◆ **Exercise directions**:
Copy each line of the data beneath in which the word "white" appears.

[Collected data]
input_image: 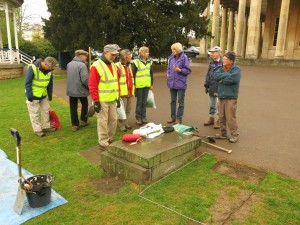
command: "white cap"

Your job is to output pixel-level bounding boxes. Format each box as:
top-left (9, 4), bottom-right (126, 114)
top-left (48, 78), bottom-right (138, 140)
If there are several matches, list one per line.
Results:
top-left (208, 46), bottom-right (222, 52)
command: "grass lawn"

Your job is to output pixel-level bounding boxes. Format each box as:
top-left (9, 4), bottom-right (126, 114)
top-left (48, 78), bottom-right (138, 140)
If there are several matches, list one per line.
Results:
top-left (0, 74), bottom-right (299, 225)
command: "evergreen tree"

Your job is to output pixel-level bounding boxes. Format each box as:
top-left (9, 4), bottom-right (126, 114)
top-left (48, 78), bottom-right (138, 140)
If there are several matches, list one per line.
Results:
top-left (44, 0), bottom-right (210, 58)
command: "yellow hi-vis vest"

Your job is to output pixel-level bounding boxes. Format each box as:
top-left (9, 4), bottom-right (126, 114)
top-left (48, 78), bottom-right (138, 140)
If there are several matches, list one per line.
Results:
top-left (133, 59), bottom-right (152, 88)
top-left (115, 62), bottom-right (135, 96)
top-left (30, 64), bottom-right (51, 97)
top-left (93, 60), bottom-right (119, 102)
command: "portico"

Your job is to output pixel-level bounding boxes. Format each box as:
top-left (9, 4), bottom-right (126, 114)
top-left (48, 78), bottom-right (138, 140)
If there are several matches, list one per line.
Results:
top-left (204, 0), bottom-right (300, 60)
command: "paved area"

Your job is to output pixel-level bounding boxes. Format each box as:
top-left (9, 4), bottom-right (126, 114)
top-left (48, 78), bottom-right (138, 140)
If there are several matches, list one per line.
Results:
top-left (53, 63), bottom-right (300, 180)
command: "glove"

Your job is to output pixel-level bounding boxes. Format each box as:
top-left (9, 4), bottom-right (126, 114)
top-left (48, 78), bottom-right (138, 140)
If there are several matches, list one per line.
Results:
top-left (94, 102), bottom-right (101, 113)
top-left (205, 88), bottom-right (209, 94)
top-left (48, 96), bottom-right (52, 101)
top-left (27, 98), bottom-right (33, 102)
top-left (204, 84), bottom-right (209, 89)
top-left (116, 99), bottom-right (121, 108)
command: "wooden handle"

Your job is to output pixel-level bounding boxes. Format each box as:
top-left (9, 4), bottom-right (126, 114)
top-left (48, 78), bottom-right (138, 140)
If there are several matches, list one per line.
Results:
top-left (202, 140), bottom-right (232, 154)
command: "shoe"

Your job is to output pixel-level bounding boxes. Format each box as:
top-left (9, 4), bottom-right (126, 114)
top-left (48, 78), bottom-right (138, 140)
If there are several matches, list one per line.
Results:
top-left (125, 124), bottom-right (132, 129)
top-left (35, 131), bottom-right (45, 137)
top-left (80, 121), bottom-right (90, 127)
top-left (229, 136), bottom-right (239, 143)
top-left (136, 120), bottom-right (142, 125)
top-left (142, 118), bottom-right (148, 124)
top-left (42, 127), bottom-right (57, 132)
top-left (215, 133), bottom-right (228, 139)
top-left (72, 126), bottom-right (79, 132)
top-left (167, 118), bottom-right (176, 123)
top-left (175, 119), bottom-right (182, 124)
top-left (204, 117), bottom-right (214, 126)
top-left (214, 119), bottom-right (220, 129)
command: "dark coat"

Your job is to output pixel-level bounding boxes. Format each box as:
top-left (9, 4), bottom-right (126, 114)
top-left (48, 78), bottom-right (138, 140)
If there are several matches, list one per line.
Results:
top-left (204, 59), bottom-right (223, 96)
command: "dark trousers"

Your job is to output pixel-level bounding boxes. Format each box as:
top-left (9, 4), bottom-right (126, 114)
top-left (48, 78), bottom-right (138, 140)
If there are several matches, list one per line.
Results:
top-left (170, 88), bottom-right (185, 121)
top-left (69, 96), bottom-right (88, 126)
top-left (135, 87), bottom-right (149, 120)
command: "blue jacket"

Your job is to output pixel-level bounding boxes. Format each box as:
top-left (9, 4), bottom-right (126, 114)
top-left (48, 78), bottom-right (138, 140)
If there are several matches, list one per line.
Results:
top-left (167, 52), bottom-right (191, 89)
top-left (204, 59), bottom-right (222, 96)
top-left (25, 59), bottom-right (54, 100)
top-left (214, 64), bottom-right (241, 99)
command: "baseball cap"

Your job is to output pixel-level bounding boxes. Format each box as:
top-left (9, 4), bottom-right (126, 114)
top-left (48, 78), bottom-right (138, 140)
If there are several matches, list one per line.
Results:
top-left (104, 44), bottom-right (119, 54)
top-left (75, 49), bottom-right (88, 56)
top-left (208, 46), bottom-right (222, 52)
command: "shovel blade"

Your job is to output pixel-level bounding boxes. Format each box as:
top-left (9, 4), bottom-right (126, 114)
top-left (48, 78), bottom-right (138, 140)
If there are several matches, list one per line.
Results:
top-left (13, 186), bottom-right (26, 215)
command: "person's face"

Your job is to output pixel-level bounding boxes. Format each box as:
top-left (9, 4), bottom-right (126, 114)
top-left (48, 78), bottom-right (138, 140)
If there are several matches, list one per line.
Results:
top-left (171, 48), bottom-right (178, 55)
top-left (141, 51), bottom-right (149, 59)
top-left (80, 54), bottom-right (88, 61)
top-left (222, 56), bottom-right (233, 67)
top-left (210, 51), bottom-right (220, 60)
top-left (124, 54), bottom-right (132, 63)
top-left (42, 62), bottom-right (53, 71)
top-left (105, 52), bottom-right (118, 62)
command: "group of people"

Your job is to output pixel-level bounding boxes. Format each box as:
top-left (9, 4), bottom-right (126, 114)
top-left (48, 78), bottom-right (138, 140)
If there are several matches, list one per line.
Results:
top-left (166, 44), bottom-right (241, 143)
top-left (24, 42), bottom-right (241, 146)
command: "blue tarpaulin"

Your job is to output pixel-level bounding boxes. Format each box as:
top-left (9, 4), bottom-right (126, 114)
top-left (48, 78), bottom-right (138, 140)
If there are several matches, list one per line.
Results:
top-left (0, 150), bottom-right (67, 225)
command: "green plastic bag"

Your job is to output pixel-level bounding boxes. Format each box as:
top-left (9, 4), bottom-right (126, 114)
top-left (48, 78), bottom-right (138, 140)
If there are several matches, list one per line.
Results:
top-left (173, 124), bottom-right (197, 133)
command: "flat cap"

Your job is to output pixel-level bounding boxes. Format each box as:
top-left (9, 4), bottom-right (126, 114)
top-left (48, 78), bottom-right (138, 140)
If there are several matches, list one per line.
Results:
top-left (208, 46), bottom-right (222, 52)
top-left (104, 44), bottom-right (119, 54)
top-left (75, 49), bottom-right (88, 56)
top-left (44, 57), bottom-right (57, 68)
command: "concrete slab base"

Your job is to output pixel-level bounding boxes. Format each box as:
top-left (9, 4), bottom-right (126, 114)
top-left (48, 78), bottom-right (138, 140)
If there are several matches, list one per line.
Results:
top-left (101, 132), bottom-right (201, 184)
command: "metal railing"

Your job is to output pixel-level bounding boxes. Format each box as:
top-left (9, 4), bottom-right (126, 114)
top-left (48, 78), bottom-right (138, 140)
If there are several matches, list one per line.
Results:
top-left (0, 48), bottom-right (35, 64)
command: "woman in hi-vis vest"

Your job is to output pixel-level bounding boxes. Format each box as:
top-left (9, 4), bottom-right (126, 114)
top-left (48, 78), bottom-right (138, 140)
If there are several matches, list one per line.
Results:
top-left (131, 46), bottom-right (154, 125)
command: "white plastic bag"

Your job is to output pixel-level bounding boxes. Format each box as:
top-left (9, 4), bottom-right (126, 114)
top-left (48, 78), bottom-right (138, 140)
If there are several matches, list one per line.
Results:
top-left (116, 98), bottom-right (126, 120)
top-left (146, 90), bottom-right (156, 109)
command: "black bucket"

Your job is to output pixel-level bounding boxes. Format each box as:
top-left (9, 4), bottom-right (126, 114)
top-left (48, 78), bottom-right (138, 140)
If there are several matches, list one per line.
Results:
top-left (22, 174), bottom-right (54, 208)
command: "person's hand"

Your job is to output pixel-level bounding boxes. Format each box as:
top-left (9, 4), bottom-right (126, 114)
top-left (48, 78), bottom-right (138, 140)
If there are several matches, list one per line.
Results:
top-left (204, 84), bottom-right (209, 88)
top-left (94, 102), bottom-right (101, 113)
top-left (27, 98), bottom-right (33, 102)
top-left (116, 99), bottom-right (121, 108)
top-left (205, 88), bottom-right (209, 94)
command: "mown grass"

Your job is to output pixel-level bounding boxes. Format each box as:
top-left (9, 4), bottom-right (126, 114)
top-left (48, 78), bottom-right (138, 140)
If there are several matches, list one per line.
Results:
top-left (0, 75), bottom-right (299, 225)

◆ **Response**:
command: "white cap"
command: "white plastic bag"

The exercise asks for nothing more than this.